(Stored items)
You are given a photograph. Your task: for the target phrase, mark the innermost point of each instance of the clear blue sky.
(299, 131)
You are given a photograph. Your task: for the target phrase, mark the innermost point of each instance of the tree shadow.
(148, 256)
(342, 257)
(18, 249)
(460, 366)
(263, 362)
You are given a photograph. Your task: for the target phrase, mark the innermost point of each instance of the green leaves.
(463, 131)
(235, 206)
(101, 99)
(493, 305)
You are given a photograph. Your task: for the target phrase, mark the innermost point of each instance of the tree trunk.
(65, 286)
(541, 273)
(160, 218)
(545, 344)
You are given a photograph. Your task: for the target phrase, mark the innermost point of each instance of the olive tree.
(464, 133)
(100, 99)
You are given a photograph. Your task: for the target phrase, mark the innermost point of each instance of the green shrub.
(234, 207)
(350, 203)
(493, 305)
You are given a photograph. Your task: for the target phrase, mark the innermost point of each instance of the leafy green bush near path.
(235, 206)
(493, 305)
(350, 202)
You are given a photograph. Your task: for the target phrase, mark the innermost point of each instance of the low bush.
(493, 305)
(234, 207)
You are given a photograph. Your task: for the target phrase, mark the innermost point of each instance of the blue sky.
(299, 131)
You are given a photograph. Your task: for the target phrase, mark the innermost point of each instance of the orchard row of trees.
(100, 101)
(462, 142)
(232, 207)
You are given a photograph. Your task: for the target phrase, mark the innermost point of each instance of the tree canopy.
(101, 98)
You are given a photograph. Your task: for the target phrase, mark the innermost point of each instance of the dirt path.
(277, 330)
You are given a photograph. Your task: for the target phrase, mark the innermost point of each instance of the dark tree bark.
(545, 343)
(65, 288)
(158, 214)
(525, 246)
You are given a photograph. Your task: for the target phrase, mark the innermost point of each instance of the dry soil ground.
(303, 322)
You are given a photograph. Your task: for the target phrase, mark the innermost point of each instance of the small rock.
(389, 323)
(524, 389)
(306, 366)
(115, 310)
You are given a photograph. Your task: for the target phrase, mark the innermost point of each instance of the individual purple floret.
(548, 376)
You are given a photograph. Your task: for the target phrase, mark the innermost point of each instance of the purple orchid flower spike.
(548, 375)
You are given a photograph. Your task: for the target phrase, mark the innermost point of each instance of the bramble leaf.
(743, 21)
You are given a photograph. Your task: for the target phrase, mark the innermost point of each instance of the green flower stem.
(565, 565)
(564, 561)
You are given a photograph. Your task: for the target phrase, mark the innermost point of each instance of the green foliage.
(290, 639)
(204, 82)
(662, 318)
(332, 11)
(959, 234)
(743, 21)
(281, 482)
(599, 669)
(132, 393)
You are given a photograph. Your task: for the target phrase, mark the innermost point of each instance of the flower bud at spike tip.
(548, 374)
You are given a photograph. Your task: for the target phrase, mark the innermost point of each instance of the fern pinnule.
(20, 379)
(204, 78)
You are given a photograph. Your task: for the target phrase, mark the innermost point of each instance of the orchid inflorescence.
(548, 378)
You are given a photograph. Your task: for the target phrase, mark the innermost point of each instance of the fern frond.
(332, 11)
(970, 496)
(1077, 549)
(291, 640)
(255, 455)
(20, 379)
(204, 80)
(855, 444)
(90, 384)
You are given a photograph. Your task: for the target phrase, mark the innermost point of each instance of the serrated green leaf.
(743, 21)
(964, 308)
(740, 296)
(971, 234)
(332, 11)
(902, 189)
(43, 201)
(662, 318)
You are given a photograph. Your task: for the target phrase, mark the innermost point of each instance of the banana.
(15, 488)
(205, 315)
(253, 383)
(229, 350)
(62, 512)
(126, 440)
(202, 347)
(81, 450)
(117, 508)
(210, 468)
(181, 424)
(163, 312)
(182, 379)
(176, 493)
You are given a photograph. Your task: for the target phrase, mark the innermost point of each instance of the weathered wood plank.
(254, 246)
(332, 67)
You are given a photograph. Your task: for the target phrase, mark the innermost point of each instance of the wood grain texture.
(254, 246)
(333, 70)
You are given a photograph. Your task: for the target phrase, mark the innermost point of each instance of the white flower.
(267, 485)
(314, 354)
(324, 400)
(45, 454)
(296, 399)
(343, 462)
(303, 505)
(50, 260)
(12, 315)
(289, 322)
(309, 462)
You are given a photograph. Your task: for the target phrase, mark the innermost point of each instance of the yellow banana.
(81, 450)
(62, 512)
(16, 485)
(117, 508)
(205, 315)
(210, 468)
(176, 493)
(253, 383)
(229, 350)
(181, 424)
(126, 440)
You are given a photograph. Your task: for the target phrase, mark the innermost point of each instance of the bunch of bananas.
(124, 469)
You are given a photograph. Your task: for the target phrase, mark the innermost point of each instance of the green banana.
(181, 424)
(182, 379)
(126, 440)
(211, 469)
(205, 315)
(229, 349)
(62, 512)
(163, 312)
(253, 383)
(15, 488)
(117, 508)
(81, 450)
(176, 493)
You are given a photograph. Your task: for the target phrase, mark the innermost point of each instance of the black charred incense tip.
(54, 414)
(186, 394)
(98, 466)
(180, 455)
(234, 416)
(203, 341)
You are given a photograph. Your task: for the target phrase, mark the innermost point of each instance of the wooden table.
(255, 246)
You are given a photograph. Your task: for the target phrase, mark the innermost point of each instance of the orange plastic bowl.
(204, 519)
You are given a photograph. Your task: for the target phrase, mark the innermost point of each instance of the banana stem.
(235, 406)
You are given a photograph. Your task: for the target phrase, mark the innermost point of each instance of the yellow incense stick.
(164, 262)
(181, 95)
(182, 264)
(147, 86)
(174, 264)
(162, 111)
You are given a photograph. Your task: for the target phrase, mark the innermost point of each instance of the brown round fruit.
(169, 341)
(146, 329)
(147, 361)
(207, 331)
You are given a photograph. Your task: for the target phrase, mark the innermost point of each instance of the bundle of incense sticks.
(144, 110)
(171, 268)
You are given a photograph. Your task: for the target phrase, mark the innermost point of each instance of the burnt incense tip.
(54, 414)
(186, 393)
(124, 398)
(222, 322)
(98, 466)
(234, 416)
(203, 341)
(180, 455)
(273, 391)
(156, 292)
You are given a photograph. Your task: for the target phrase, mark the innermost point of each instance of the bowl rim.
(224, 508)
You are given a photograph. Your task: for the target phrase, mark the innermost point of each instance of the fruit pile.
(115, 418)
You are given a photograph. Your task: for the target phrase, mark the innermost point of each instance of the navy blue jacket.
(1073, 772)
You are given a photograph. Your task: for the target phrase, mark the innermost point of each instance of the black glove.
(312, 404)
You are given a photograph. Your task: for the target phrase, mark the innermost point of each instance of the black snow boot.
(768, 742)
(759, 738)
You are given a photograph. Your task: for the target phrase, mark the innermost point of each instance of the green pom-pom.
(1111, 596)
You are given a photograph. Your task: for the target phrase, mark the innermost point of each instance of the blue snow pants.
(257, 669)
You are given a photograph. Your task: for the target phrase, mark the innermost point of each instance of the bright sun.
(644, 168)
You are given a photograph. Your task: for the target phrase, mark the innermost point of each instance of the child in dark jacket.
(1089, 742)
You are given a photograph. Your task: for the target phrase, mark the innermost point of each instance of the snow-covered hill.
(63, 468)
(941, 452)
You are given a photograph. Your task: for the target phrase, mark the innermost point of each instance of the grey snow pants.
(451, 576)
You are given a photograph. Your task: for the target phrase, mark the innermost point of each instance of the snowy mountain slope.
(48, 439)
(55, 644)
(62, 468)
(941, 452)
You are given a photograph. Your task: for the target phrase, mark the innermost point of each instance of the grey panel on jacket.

■ Task statement ■
Render everything from the line containing "the green pom-pom." down to the end of the data as a numbered list, leaving out blank lines.

■ Output ■
1. You are given a photograph. Your task: for the target phrase, mark the innermost point of each instance of the green pom-pom.
2. (1111, 596)
3. You are given a photograph. Your task: for the target phrase, mark the innermost point of each instance of the blue snow pants.
4. (257, 669)
5. You are given a photograph. Your task: for the target phrase, mark the innermost point of each instance of the bright sun.
6. (644, 168)
7. You are given a photograph. Your task: for the target phrase, mark the innermost point of each instance of the child in dark jacket.
8. (1089, 742)
9. You are given a photograph. Your task: for the target phrase, mark the innermost point of each instance of the snow-covered hill.
10. (63, 468)
11. (941, 452)
12. You are given a photograph. Your task: for the target phrase, mark the innermost point of each instance of the grey snow pants.
13. (451, 576)
14. You are given a photograph. Your task: for the target phrase, mark the innermost point of each instance of the snowy mountain slope.
15. (48, 439)
16. (55, 644)
17. (62, 468)
18. (941, 452)
19. You are given a photograph. Your task: for the target phrase, mark the innermost point of each instance of the grey panel on jacket.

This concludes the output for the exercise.